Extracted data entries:
+++

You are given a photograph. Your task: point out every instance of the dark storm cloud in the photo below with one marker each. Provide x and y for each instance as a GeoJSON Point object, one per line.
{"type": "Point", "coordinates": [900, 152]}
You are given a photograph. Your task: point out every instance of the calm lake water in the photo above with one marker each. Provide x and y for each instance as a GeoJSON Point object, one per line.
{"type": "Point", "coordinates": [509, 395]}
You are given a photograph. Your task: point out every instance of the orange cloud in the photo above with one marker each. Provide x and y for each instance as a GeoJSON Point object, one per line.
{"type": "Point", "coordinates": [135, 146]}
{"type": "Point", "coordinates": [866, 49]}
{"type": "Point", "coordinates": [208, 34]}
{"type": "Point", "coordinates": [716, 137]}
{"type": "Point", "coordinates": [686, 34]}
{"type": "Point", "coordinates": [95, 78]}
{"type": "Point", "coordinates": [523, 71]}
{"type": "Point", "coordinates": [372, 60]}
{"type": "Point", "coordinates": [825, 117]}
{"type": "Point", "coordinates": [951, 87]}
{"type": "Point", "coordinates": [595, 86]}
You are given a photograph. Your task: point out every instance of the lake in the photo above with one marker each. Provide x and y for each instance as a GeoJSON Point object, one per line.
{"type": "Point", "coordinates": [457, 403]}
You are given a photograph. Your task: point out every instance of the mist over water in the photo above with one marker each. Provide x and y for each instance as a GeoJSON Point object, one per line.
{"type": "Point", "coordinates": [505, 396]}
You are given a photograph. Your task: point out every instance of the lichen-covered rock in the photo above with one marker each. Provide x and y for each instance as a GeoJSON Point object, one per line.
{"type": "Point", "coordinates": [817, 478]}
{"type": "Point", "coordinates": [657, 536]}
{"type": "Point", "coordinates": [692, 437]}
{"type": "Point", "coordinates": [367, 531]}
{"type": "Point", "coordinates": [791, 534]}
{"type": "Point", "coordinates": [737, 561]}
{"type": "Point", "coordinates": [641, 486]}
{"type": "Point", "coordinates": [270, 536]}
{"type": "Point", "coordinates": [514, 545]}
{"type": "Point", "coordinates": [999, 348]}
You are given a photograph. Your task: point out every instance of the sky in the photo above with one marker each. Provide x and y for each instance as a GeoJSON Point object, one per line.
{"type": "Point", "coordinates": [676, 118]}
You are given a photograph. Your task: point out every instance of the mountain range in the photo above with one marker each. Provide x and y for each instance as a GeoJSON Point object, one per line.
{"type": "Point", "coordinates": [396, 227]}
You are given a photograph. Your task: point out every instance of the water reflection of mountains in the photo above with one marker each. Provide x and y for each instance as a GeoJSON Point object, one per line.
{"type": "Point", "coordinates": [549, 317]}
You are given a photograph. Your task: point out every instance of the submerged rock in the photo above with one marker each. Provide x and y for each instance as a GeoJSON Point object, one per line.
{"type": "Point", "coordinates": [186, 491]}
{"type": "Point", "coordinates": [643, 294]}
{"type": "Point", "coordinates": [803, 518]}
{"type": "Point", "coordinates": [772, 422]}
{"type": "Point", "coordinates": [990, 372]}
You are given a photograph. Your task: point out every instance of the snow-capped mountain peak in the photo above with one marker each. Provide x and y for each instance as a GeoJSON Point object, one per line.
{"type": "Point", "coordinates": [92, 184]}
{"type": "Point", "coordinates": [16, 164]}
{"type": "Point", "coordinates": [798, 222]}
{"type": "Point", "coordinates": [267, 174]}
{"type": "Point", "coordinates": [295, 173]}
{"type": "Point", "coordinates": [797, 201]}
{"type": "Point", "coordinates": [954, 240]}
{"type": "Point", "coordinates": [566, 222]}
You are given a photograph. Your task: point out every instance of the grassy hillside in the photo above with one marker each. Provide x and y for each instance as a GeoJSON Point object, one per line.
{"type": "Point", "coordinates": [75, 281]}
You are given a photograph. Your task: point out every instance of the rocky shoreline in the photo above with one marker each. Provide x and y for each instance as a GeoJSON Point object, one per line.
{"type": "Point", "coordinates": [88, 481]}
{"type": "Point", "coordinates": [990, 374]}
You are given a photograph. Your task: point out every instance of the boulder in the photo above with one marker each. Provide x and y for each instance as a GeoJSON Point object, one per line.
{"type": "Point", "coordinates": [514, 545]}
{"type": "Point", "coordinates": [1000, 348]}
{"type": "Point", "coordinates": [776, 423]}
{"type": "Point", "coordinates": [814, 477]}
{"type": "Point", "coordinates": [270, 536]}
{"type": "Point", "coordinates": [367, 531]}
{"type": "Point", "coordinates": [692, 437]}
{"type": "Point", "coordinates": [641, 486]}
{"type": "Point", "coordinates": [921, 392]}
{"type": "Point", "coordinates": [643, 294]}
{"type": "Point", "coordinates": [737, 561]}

+++

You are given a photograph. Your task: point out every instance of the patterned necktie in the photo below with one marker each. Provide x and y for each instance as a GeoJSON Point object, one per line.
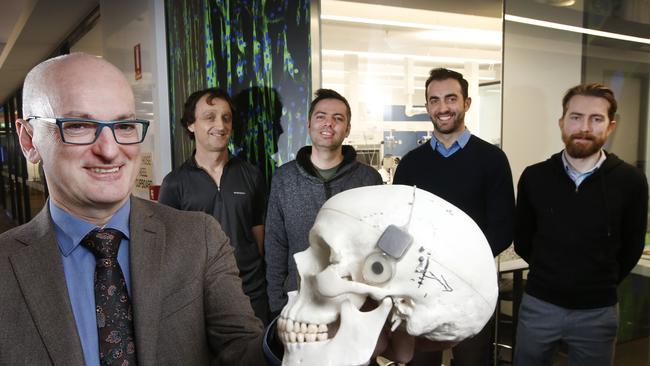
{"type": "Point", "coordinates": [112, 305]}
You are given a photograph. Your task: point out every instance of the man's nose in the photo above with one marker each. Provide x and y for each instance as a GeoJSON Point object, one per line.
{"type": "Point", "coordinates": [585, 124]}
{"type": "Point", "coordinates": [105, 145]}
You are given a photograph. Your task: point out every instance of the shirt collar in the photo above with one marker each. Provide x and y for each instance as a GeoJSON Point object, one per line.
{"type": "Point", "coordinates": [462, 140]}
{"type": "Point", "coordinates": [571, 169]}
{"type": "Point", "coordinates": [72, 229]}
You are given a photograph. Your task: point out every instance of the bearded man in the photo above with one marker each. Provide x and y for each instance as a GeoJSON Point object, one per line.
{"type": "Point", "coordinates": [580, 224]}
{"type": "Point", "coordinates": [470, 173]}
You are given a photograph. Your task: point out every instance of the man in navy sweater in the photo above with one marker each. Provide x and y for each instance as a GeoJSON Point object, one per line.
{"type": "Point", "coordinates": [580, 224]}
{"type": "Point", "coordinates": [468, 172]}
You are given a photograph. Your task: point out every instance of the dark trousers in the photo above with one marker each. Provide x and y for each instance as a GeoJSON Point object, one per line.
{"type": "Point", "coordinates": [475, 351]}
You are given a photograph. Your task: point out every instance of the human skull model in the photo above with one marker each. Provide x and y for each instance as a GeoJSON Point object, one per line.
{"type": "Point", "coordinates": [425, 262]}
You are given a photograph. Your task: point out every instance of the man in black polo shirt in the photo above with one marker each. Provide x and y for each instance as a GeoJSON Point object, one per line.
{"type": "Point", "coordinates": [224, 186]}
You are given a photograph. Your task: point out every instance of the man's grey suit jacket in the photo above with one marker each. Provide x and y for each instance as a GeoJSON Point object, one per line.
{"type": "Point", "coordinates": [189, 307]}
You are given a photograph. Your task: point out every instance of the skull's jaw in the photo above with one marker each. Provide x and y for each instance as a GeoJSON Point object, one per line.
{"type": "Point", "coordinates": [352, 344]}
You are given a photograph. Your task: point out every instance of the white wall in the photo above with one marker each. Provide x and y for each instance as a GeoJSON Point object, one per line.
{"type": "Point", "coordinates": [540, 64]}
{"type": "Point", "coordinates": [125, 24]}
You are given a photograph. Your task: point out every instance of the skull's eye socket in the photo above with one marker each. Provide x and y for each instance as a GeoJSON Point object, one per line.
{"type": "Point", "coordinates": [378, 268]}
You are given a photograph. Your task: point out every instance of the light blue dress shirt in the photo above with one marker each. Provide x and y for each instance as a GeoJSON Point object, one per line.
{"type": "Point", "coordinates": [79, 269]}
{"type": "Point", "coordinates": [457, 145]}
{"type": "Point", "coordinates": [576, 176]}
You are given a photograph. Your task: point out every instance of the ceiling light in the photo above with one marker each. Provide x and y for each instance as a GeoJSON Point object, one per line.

+++

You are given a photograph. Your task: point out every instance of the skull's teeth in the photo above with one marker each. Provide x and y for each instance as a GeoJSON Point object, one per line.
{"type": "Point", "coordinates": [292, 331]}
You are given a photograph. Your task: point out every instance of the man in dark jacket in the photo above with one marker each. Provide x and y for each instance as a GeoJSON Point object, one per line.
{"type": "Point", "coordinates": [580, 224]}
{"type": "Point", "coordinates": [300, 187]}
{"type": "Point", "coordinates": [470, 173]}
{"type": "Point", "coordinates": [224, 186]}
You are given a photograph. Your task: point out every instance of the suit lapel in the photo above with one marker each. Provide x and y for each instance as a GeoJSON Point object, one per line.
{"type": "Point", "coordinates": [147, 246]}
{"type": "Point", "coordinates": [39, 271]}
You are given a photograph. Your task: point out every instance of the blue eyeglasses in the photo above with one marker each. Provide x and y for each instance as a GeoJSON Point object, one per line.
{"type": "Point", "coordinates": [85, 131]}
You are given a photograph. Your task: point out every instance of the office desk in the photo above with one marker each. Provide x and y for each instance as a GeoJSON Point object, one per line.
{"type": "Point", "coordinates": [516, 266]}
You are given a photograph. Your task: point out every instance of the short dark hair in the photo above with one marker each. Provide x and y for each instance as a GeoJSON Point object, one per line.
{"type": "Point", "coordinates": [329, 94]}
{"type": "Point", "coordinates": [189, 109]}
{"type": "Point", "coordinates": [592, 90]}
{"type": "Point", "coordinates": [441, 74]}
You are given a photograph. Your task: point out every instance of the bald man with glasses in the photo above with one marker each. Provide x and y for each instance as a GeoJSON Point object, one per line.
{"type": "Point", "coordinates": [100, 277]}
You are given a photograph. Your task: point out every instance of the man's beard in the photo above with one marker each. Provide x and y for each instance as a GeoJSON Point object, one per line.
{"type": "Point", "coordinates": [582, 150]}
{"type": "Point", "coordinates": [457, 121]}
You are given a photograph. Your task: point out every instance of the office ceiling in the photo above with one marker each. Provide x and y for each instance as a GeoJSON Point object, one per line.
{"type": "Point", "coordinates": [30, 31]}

+++

### Task details:
Taking the entries above, print exactly the lines starting at the line with "of the white" and ending at the line with "of the ceiling", both included.

### Solved exercise:
You are given a photograph. Your task: point out every instance of the white wall in the photo above with one marker each. Provide x and y for each instance as a GeoJSON Point object, one per line.
{"type": "Point", "coordinates": [540, 64]}
{"type": "Point", "coordinates": [125, 24]}
You are given a photograph. Your task: point out every instance of the skull's eye socket in the photo above with one marker each. Provide x and y for each instance as a GeoJSON Point object, one per line.
{"type": "Point", "coordinates": [378, 268]}
You are given a photograph. Your task: point out every instance of the light blue dress shirt in the photo above with one marker each. Provide x and y for each instance as a GeoJSON Point object, one per line.
{"type": "Point", "coordinates": [79, 269]}
{"type": "Point", "coordinates": [457, 145]}
{"type": "Point", "coordinates": [576, 176]}
You are given a photograph. Your task: point out every instance of the ceiling light in the photo above with one marker each. Provide x and y for each instance as a GeoJSON Point object, one per line.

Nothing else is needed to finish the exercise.